# GIVEN RECORDS

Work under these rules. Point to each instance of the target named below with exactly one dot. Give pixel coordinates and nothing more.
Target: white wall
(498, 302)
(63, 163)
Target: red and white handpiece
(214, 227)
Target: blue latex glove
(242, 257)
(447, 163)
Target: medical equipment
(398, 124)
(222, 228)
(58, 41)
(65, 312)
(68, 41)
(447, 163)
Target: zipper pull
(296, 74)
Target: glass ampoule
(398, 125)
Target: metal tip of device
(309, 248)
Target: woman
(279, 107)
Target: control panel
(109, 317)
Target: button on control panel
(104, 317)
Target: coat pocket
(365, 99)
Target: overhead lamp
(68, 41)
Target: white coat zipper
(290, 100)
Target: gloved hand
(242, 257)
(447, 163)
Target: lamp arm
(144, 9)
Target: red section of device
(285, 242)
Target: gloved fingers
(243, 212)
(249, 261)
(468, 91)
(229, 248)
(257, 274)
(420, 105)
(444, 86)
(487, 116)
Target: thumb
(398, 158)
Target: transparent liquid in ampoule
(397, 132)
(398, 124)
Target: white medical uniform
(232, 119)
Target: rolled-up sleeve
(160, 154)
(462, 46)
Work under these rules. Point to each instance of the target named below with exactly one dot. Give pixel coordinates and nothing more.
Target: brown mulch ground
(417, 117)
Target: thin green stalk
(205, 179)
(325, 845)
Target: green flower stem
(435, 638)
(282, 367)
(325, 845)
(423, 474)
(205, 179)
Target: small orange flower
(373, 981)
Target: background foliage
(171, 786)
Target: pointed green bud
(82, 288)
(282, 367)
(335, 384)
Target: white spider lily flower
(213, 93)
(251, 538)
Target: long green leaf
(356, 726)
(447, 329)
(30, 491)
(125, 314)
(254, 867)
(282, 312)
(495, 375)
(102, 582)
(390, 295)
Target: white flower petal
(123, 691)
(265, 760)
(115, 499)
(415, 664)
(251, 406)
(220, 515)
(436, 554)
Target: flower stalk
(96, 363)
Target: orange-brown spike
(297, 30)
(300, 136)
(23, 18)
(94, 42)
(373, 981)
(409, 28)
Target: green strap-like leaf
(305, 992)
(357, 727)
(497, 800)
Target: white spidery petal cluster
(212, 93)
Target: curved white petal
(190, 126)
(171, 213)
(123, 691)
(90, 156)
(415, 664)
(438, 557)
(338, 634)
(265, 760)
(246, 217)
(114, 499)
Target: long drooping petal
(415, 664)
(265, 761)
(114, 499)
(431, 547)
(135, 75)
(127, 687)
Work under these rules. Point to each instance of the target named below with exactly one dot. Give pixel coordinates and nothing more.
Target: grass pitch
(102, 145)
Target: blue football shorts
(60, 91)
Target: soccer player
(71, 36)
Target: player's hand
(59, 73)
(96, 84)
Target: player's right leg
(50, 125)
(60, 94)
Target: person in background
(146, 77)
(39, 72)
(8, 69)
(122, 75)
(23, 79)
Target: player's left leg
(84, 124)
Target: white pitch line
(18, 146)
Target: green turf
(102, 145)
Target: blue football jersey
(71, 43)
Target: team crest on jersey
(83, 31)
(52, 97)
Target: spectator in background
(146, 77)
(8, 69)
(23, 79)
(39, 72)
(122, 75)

# ACTIVITY
In full and word for word, output the entries.

# TASK RESPONSE
Work under these rules. Point to each instance of the target named below with exactly one dot. Give pixel coordinates and nothing more.
Target: white wall
(498, 302)
(63, 163)
Target: red and white handpiece
(214, 227)
Target: blue latex glove
(242, 257)
(447, 163)
Target: medical equipment
(398, 124)
(222, 228)
(58, 41)
(65, 312)
(68, 41)
(447, 163)
Target: zipper pull
(296, 74)
Target: glass ampoule
(398, 125)
Target: metal tip of device
(309, 248)
Target: woman
(279, 107)
Target: control panel
(109, 317)
Target: button on control panel
(104, 317)
Target: coat pocket
(365, 99)
Target: overhead lamp
(68, 41)
Target: white coat zipper
(290, 100)
Target: gloved hand
(242, 257)
(447, 163)
Target: lamp arm
(144, 9)
Target: red section of device
(285, 242)
Target: gloved fingers
(243, 212)
(249, 261)
(468, 91)
(229, 248)
(257, 274)
(420, 105)
(444, 86)
(487, 116)
Target: thumb
(398, 158)
Target: transparent liquid in ampoule
(397, 132)
(398, 124)
Target: white medical uniform
(232, 119)
Target: rolled-up sleeve
(160, 154)
(462, 46)
Work under these rules. Point to each instance of the target named below with exactly one dot. Give pixel coordinates and nothing more.
Target: brown mulch ground
(417, 117)
Target: thin green stalk
(205, 179)
(325, 845)
Target: green flower stem
(435, 638)
(282, 367)
(325, 845)
(423, 474)
(205, 179)
Target: small orange flower
(373, 981)
Target: background foliage
(171, 786)
Target: pointed green bud
(82, 288)
(282, 367)
(335, 384)
Target: white spider lily flower
(213, 93)
(251, 538)
Target: long green leaf
(356, 726)
(447, 329)
(30, 491)
(125, 314)
(254, 867)
(282, 312)
(495, 375)
(102, 582)
(390, 295)
Target: white flower petal
(123, 691)
(265, 760)
(115, 499)
(415, 664)
(251, 406)
(220, 515)
(436, 554)
Target: flower stalk
(96, 363)
Target: orange-brown spike
(297, 30)
(300, 136)
(23, 18)
(94, 42)
(373, 981)
(409, 28)
Target: green strap-like leaf
(305, 992)
(357, 727)
(497, 800)
Target: white spidery petal cluster
(212, 93)
Target: curved white petal
(190, 126)
(171, 213)
(123, 691)
(90, 156)
(415, 664)
(438, 557)
(338, 634)
(265, 760)
(246, 217)
(114, 499)
Target: long drooping petal
(415, 664)
(265, 761)
(114, 499)
(431, 547)
(135, 75)
(127, 687)
Work under these rules. Point to each instance of the target named below with exactly one dot. Give pixel coordinates and nothing more.
Target: grass pitch
(102, 145)
Target: blue football shorts
(60, 91)
Target: soccer player
(71, 36)
Target: player's hand
(59, 73)
(96, 84)
Target: player's right leg
(50, 125)
(60, 94)
Target: person in background
(146, 77)
(39, 72)
(8, 69)
(122, 75)
(23, 79)
Target: player's left leg
(84, 124)
Target: white pitch line
(18, 146)
Target: green turf
(102, 145)
Target: blue football jersey
(71, 43)
Target: team crest on jersey
(83, 31)
(52, 97)
Target: spectator in background
(146, 77)
(8, 69)
(23, 79)
(39, 72)
(122, 75)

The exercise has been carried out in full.